Request A => In the parenting blog post, write out the passage starting with "Monday, April 26, 2010" and going on through "with our children?".

Provided passage =>
Lillian and Caleb Reekie

Lillian and Caleb Reekie
Mother and son wanting to make a difference for other families. Please click image above to view further information. PLEASE NOTE: Video bar should show 2 videos with Lillian on them. You may get a pop up of 4 other unrelated videos. Please ignore as the other 2 videos will come back. You can also close the page, then reopen to see if that helps. Videos also posted on Wednesday April 21st.

Monday, April 26, 2010

TIP OF THE WEEK- By Lillian Reekie

TIP 6-

Treat your children like a well respected visitor or guest in your home.*

If you pay your children the common courtesy you would a respected guest in your home it is highly likely that it will be reciprocated. The more you treat your children this way the more they will want to treat you the same. We use this courtesy in most instances when dealing with other adults at work or in social situations, so why not with our children?

Request B => Find each line of the records that contains the word "background" and copy those lines.

(Photo object pointing records)
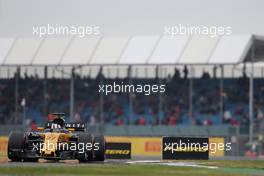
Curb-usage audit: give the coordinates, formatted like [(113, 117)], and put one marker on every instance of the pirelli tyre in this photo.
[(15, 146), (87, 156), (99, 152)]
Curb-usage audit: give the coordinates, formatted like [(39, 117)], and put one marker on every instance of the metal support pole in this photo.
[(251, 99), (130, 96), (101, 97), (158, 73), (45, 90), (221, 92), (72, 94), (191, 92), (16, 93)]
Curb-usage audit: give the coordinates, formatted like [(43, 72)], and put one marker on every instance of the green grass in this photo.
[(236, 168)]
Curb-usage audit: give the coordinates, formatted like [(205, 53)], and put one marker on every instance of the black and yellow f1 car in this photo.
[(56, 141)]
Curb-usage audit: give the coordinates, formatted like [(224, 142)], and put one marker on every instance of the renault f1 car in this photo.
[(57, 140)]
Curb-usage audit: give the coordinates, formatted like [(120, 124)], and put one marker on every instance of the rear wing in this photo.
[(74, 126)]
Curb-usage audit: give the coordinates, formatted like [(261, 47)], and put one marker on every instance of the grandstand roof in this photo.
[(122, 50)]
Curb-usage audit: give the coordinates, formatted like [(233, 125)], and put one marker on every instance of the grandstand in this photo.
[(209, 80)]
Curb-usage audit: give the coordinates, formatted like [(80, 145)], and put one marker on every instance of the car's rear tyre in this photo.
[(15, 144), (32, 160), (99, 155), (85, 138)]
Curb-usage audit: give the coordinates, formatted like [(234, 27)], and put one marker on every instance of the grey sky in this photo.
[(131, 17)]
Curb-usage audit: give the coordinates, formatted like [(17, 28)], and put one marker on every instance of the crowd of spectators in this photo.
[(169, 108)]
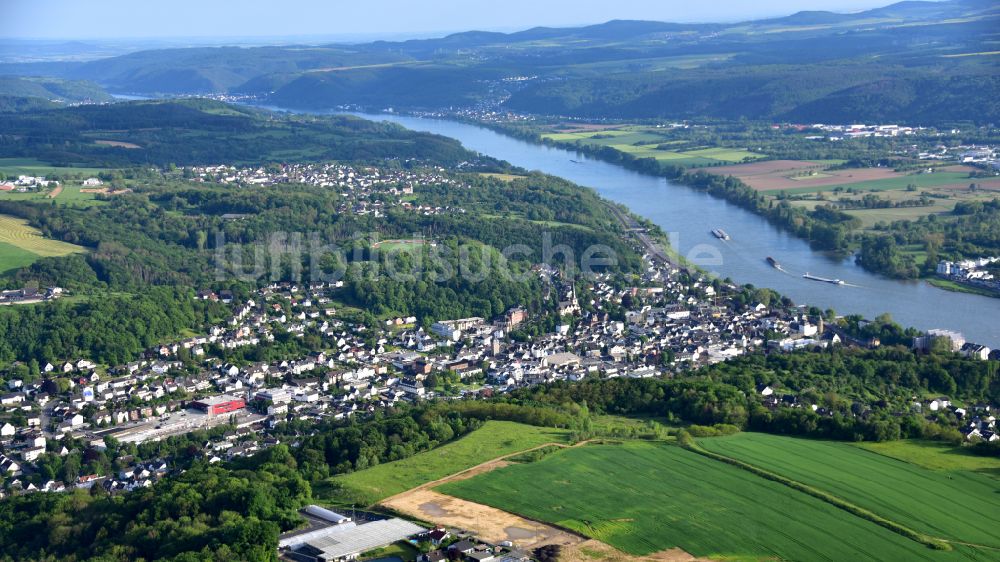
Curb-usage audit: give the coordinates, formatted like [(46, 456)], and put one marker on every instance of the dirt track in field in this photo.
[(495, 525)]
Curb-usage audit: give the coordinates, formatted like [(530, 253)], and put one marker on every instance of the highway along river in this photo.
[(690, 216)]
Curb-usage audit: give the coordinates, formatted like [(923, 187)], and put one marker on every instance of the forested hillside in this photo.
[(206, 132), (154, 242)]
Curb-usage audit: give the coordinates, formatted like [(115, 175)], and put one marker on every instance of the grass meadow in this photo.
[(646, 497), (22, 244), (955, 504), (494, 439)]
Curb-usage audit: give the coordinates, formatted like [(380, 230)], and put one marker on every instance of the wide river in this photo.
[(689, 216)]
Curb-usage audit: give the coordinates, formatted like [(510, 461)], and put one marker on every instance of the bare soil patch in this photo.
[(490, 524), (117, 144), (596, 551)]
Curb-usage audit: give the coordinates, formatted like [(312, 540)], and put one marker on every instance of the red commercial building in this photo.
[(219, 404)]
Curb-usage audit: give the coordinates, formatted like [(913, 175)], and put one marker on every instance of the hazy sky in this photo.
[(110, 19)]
--
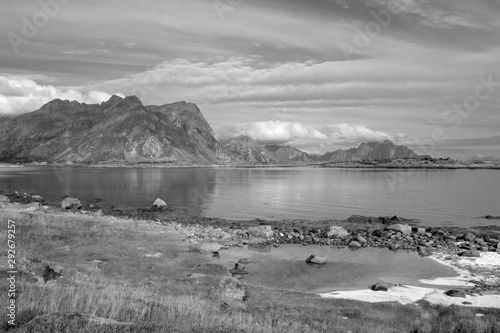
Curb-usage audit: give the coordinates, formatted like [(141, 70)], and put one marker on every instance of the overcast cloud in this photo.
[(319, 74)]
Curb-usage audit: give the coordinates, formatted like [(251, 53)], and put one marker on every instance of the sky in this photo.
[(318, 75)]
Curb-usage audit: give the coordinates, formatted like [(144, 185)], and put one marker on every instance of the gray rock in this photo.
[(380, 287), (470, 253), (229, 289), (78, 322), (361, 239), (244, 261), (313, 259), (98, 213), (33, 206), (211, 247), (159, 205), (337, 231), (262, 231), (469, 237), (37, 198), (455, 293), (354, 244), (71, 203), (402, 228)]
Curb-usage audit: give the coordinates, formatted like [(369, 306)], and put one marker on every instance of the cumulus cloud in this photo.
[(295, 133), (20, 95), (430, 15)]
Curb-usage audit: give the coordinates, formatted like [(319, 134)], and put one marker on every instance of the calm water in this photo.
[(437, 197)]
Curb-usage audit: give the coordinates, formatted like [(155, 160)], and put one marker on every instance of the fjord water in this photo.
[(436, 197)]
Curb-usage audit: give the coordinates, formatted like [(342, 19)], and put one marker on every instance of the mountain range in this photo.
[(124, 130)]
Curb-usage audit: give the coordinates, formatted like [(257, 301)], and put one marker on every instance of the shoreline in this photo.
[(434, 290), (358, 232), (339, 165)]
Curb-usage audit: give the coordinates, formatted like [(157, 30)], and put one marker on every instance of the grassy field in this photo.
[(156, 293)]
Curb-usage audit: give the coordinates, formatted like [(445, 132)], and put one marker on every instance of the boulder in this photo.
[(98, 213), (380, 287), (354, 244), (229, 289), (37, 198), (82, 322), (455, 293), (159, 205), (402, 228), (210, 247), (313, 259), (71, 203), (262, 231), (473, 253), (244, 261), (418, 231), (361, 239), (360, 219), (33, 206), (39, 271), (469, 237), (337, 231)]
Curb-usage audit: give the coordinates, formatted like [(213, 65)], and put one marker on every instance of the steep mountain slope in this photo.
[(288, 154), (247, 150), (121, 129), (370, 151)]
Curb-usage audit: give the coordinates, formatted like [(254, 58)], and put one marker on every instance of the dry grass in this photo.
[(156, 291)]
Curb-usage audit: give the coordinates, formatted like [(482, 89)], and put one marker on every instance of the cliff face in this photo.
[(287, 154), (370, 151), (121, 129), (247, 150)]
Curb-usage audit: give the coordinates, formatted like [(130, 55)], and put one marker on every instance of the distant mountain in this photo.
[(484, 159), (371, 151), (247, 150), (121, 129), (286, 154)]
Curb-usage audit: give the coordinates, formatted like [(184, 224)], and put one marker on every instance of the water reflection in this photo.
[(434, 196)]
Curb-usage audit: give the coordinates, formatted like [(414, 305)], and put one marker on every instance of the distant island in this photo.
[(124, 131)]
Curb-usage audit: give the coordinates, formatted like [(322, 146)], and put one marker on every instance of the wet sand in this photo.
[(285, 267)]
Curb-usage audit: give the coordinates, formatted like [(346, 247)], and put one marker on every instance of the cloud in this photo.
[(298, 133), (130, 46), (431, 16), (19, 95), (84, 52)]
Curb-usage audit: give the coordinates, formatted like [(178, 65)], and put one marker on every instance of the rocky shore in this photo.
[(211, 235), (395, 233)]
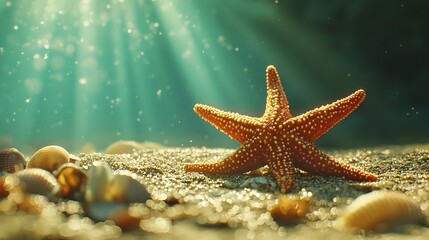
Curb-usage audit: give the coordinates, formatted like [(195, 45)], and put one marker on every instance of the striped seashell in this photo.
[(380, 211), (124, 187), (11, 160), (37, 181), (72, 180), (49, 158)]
...
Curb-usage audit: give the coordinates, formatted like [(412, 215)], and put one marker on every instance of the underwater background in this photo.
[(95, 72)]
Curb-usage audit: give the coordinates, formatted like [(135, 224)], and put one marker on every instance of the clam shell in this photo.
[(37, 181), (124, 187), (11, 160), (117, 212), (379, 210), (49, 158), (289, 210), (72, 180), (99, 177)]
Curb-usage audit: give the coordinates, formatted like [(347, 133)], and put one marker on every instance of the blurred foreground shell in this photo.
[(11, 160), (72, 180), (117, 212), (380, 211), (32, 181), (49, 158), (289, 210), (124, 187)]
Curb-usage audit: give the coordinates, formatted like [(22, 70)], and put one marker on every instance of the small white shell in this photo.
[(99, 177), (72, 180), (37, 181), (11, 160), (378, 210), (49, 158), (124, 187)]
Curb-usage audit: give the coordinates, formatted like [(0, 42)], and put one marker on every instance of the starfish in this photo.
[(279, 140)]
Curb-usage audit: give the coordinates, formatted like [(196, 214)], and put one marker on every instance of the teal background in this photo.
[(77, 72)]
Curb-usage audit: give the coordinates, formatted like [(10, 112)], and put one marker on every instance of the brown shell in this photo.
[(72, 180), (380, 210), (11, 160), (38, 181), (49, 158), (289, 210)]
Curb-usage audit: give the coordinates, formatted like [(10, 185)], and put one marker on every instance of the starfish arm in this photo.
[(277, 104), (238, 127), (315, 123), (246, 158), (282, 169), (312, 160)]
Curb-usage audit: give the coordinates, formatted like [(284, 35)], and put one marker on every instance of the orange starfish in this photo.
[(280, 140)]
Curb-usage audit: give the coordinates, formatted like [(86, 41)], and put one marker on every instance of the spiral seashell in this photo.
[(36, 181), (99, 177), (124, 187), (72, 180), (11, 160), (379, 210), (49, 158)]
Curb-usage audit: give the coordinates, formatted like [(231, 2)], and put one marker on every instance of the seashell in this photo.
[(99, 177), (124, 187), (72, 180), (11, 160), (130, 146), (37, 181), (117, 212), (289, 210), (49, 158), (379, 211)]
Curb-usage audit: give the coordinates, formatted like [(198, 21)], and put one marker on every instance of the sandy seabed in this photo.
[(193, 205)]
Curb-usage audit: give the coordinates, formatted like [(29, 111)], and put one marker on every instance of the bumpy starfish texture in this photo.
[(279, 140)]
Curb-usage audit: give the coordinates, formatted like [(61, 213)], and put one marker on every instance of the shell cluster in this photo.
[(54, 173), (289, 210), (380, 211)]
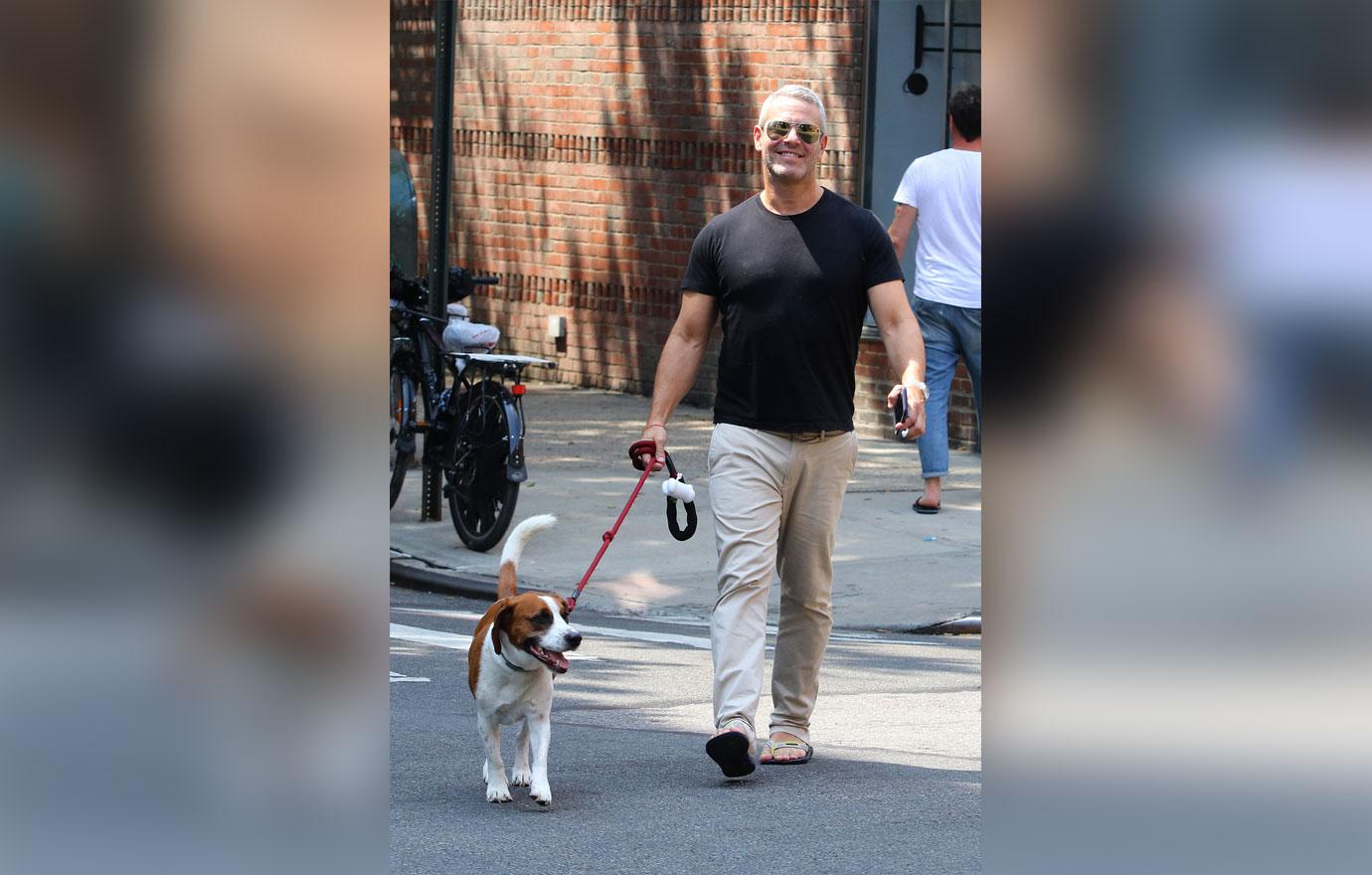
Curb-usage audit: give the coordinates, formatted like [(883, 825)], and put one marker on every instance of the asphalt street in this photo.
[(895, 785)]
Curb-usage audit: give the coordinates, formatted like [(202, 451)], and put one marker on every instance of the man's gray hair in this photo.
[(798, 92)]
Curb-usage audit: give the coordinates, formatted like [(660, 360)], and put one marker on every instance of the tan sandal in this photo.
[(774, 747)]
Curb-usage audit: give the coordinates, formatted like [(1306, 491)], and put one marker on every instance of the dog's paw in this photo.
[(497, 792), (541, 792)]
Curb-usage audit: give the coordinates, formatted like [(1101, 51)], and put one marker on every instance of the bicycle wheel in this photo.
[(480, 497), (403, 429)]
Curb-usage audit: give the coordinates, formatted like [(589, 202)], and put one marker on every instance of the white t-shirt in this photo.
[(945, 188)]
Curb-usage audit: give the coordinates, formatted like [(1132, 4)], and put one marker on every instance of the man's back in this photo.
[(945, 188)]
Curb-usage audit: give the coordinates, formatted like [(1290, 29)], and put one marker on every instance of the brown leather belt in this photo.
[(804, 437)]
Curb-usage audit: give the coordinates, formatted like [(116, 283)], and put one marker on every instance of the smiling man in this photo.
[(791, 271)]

Exercise answer A =>
Monday, April 26, 2010

TIP OF THE WEEK- By Lillian Reekie

TIP 6-

Treat your children like a well respected visitor or guest in your home.*

If you pay your children the common courtesy you would a respected guest in your home it is highly likely that it will be reciprocated. The more you treat your children this way the more they will want to treat you the same. We use this courtesy in most instances when dealing with other adults at work or in social situations, so why not with our children?

Exercise answer B =>
Curb-usage audit: give the coordinates, formatted like [(412, 215)], and put one marker on every instance of the underwater background in this photo.
Curb-usage audit: give the coordinates, formatted like [(196, 214)], and put one marker on every instance of the teal background in this photo.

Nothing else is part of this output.